:: Excerpted passage

WE ACT's involvement in Northern Manhattan communities allows COEC members to acquire information about local environmental health concerns. In turn, WE ACT acts as a bridge for the passing of information between research groups and low-income communities in Northern Manhattan.

=== Faith Leaders for Environmental Justice ===
WE ACT has collaborated with members of diverse Northern Manhattan churches in an effort to raise public awareness of environmental issues. The goal of the partnership is to encourage people of faith to care about environmental issues and to educate religious figures so that they can inspire environmental justice activism throughout diverse communities that, traditionally, have not engaged in environmental justice issues. Faith Leaders for Environmental Justice focuses on three key points: Climate Justice, Food Justice, and Energy Consumption. The Climate Justice work group seeks to promote awareness surrounding the dangers of climate change and the behavioral alterations that can be made to mitigate the effects. In coordination with the Energy Consumption work group, one of the main points of the Climate Justice group is to teach people how to reduce their energy consumption and carbon emissions. The Food Justice work group aims to educate people about the barriers to healthy eating and the importance of purchasing healthy food, while bringing healthful food initiatives to low-income communities. Some of these initiatives include Community Sponsored Agriculture (CSA) projects, community and rooftop gardens, food drives, and food stamp outreach.

::::

- What is being asked -
In the WE ACT passage, which three key points does Faith Leaders for Environmental Justice focus on?

:: Supplied data

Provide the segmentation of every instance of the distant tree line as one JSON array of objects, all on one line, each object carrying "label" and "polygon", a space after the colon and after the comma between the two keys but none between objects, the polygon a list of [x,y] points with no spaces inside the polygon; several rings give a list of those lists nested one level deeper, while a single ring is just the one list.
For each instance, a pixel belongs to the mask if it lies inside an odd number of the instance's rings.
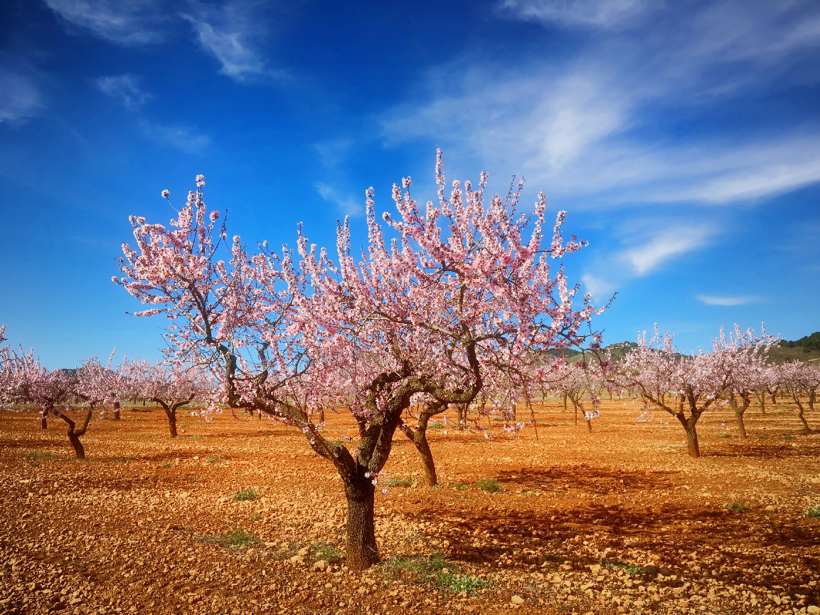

::::

- Your solution -
Climate Justice, Food Justice, and Energy Consumption.